◆ TASK STATEMENT:
Give the records back in full, exactly as they read.

[Dataset rows on where objects appear]
-*-*-
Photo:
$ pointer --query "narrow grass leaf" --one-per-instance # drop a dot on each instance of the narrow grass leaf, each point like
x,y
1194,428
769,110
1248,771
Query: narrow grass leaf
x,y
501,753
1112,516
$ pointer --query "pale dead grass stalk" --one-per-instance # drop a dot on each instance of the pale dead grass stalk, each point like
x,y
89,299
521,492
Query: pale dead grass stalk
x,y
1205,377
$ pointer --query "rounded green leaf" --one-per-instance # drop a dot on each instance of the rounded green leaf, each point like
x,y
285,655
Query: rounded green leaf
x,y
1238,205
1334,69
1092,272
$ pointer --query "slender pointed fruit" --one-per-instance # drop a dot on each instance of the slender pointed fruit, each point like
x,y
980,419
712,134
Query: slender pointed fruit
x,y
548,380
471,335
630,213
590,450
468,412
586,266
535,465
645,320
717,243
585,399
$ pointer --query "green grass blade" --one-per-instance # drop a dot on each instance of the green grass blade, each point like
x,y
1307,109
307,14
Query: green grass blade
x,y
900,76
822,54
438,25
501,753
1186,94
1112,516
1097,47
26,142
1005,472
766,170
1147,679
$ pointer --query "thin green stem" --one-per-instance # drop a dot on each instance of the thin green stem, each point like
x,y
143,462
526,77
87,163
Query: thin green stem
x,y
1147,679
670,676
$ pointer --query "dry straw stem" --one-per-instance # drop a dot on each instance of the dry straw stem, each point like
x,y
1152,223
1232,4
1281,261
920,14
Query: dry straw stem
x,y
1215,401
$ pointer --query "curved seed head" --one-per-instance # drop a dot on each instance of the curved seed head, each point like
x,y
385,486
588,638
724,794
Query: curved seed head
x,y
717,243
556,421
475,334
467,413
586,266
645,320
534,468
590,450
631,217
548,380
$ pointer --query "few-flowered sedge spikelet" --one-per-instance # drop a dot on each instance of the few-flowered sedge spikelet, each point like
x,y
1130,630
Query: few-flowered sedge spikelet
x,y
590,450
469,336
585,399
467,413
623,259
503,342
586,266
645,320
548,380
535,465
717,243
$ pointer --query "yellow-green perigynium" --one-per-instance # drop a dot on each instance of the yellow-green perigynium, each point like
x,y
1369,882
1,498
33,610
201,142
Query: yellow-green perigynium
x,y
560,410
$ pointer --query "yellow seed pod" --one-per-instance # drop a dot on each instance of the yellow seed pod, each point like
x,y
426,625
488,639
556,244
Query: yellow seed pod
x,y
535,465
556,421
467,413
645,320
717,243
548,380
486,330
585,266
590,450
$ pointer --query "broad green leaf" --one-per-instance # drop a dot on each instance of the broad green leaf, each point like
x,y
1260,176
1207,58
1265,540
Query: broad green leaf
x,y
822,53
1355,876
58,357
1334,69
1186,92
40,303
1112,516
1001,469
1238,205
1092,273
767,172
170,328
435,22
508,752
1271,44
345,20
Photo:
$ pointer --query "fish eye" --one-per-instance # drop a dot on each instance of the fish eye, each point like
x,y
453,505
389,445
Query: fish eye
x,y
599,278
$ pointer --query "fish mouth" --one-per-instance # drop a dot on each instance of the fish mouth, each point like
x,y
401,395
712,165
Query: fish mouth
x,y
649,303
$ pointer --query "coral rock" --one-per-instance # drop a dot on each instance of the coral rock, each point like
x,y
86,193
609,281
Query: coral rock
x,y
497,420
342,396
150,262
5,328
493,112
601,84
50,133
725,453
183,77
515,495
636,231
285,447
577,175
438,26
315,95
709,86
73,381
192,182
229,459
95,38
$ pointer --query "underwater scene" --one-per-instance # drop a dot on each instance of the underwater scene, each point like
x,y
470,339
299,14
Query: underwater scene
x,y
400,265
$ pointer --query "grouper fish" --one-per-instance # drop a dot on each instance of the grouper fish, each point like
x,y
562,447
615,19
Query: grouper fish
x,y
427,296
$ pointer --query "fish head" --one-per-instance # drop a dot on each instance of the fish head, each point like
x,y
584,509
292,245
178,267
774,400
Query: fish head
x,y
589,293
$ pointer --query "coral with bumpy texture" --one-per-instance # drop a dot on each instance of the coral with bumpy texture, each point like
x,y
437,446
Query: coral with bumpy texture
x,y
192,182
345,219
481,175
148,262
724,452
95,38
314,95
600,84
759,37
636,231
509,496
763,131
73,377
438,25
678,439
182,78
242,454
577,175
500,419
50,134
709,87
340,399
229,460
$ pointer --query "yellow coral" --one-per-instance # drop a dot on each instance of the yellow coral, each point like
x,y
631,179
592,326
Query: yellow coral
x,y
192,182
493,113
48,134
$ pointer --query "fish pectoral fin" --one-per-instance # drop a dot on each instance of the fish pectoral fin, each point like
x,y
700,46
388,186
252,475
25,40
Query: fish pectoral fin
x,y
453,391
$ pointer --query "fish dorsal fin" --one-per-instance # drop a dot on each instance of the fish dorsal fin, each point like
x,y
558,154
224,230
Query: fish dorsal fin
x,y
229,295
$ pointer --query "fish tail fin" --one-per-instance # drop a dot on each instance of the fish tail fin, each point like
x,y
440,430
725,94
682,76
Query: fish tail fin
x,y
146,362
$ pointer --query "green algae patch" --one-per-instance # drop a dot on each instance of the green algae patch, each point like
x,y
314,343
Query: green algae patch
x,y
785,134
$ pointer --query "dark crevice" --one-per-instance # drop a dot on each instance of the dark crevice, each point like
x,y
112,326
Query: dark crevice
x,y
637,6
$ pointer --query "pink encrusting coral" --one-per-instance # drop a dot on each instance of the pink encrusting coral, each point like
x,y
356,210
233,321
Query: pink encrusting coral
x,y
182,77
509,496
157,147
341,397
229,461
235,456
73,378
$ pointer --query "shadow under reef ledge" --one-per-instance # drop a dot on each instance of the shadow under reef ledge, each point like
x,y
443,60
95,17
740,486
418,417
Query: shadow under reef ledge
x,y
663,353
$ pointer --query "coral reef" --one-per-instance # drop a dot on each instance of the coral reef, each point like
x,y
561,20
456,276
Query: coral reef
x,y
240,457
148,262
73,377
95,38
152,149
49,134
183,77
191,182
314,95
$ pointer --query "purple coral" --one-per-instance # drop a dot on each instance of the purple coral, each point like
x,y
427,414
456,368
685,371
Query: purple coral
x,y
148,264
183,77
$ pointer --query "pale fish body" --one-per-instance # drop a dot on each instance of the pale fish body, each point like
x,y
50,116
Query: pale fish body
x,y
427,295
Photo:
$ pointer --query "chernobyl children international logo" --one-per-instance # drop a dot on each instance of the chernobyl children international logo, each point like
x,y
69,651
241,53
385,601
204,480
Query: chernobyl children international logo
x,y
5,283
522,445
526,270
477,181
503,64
-*-*-
◆ RESULT BELOW:
Photo:
$ pointer --query "narrow grass leaf" --one-per-instance # drop a dot on each instance of the narrow grass leaf, each point like
x,y
1194,428
769,110
1248,771
Query: narrow grass leaf
x,y
501,753
1112,516
$ pointer --query "pale dead grass stalk" --one-per-instance # drop a dot on each instance of the pale dead grass stalk, each point like
x,y
89,299
521,492
Query: pale dead grass stalk
x,y
1205,377
$ pointer --query "rounded green leaf" --one-per-instance # drop a dot on each instance of the rounded green leaf, each point like
x,y
285,655
Query: rounded green leaf
x,y
1238,205
1334,69
1092,272
$ pointer --query "slender pointed fruit" --one-per-instance # drop a dot on each instance of the slender pointed fruit, each point like
x,y
980,419
712,134
Query: slender pointed fruit
x,y
548,380
471,335
630,213
590,450
468,412
586,266
535,465
645,320
717,243
585,399
$ pointer --query "green grass blade" --one-per-instance # drop a dot on each instance of the green grass blade, each point like
x,y
1307,109
307,14
Query: green grass blade
x,y
900,76
822,54
438,25
501,753
1186,94
1112,516
1097,47
26,142
1005,472
766,170
1147,679
$ pointer --query "thin green stem" --one-per-instance # drop a dot on each instance of the thin green stem, each point like
x,y
143,462
526,77
87,163
Query: thin green stem
x,y
1147,679
670,676
$ pointer --query "dry straw stem" --one-per-instance # drop a dot on each instance of the dry straw stem, each point like
x,y
1152,223
1232,4
1281,261
920,14
Query: dry straw stem
x,y
1215,401
$ pointer --query "curved seed head" --one-per-instance # drop a dot on each instance of the curved seed head, each point like
x,y
385,486
588,638
724,794
Query: curved seed head
x,y
717,243
556,421
475,334
467,413
586,266
645,320
534,468
590,450
631,217
548,380
$ pointer --query "few-flowered sedge spikelet" --one-per-instance # drop a dot on each instance of the few-flowered sedge spikelet, each point like
x,y
1130,630
Query: few-flowered sedge spikelet
x,y
590,450
469,336
585,399
467,413
623,259
503,342
586,266
645,320
548,380
535,465
717,243
$ pointer --query "yellow-green perigynium" --one-per-instance # drop a dot on each instance of the yellow-green perigynium, each point like
x,y
1369,882
1,498
33,610
201,142
Query: yellow-green perigynium
x,y
560,410
$ pointer --query "yellow seed pod" --one-per-instance # drop a dot on each instance of the yellow seed pod, each point like
x,y
426,625
488,639
556,244
Query: yellow seed pod
x,y
535,465
556,421
467,413
645,320
717,243
548,380
486,330
585,266
590,450
$ pointer --query "broad green leaf" --one-per-instance # drop a dot on each instance of the broad green leaf, each point like
x,y
1260,176
1207,58
1265,540
Query: broad green leaf
x,y
822,53
1355,876
58,357
1334,69
1186,92
40,303
1112,516
1001,469
1238,205
1092,273
767,172
170,328
435,22
508,752
1271,44
345,20
Photo:
$ pointer --query "fish eye" --one-per-instance # drop a dot on each instance of the fish eye, each point like
x,y
453,505
389,445
Query: fish eye
x,y
599,278
$ pointer --query "fish mouth" --one-per-instance # drop a dot on each instance of the fish mouth, each point like
x,y
401,395
712,165
Query: fish mouth
x,y
649,303
$ pointer --query "coral rock" --one-per-instance # drop a dot on each instance of the coral rock, each point like
x,y
86,193
609,281
Query: coral rock
x,y
497,420
342,396
150,262
5,328
493,112
601,84
50,133
725,453
183,77
515,495
636,231
285,447
577,175
438,26
315,95
709,86
73,381
192,182
229,459
95,38
$ pointer --query "underwater scene" --one-per-instance # drop a dot on each instance of the underwater scene, each point like
x,y
470,339
299,14
Query: underwater scene
x,y
400,265
$ pointer --query "grouper fish" --one-per-instance # drop a dot on each instance of the grouper fish, each point like
x,y
562,447
615,19
Query: grouper fish
x,y
427,296
$ pointer --query "fish head" --one-per-instance # drop a dot on each instance of the fish head, each point like
x,y
584,509
292,245
178,267
774,400
Query: fish head
x,y
589,293
$ pointer --query "coral with bumpy texture" --one-per-instance # drop a dot on each instance of the coral with bumpy texture, each point like
x,y
437,446
Query: coral with bumpy texture
x,y
192,182
345,219
481,175
148,262
724,452
95,38
314,95
600,84
759,37
636,231
509,496
763,131
73,377
438,25
678,439
182,78
242,454
577,175
500,419
50,134
709,87
340,399
229,460
$ pointer --query "yellow coral" --one-per-instance # drop a dot on each instance of the yellow coral, each point like
x,y
631,179
592,326
Query: yellow coral
x,y
192,182
493,113
48,134
$ pointer --query "fish pectoral fin" --one-per-instance # drop a dot on each instance of the fish pectoral fin, each point like
x,y
700,46
388,186
252,475
25,40
Query: fish pectoral fin
x,y
453,391
$ pointer --query "fish dorsal fin" --one-per-instance # drop a dot on each instance of the fish dorsal fin, each point like
x,y
558,154
224,230
Query: fish dorsal fin
x,y
229,295
$ pointer --query "fish tail fin" --one-per-instance # drop a dot on each instance of the fish tail fin, each point like
x,y
440,430
725,94
682,76
Query: fish tail fin
x,y
146,362
$ pointer --query "green algae patch" --one-per-instance # drop a dot on each instance of the green algae patch, each point like
x,y
314,343
Query: green algae patch
x,y
785,134
$ pointer --query "dark crevice" --one-per-instance # drop a dot on each instance of the dark crevice, each point like
x,y
112,326
Query: dark crevice
x,y
637,6
$ pointer --query "pink encrusting coral" --one-per-instance # drop a dot on each instance of the pink encrusting coral, each point like
x,y
356,210
233,321
Query: pink encrusting coral
x,y
182,77
509,496
157,147
341,397
229,461
235,456
73,378
$ pointer --query "shadow under reef ledge" --one-per-instance # drop a dot on each instance of the shadow under reef ledge, each point like
x,y
443,60
95,17
740,486
418,417
Query: shadow under reef ledge
x,y
663,353
$ pointer --query "coral reef" --one-per-instance # drop a dot on each instance of the coral reef, each point like
x,y
561,20
456,276
Query: coral reef
x,y
240,457
148,262
73,377
95,38
152,149
49,134
183,77
191,182
314,95
$ pointer --query "purple coral" --one-per-instance # drop a dot on each instance of the purple coral, each point like
x,y
427,414
456,368
685,371
Query: purple coral
x,y
148,264
183,77
$ pointer --query "pale fish body" --one-per-instance # drop a dot on each instance of the pale fish body, each point like
x,y
50,116
Query: pale fish body
x,y
427,295
Photo:
$ pointer --query "chernobyl children international logo" --one-per-instance # drop a dot on each instance of the chernobyl children international logo, each point like
x,y
69,651
241,53
385,601
204,480
Query: chernobyl children international logo
x,y
5,283
522,445
526,270
477,181
503,64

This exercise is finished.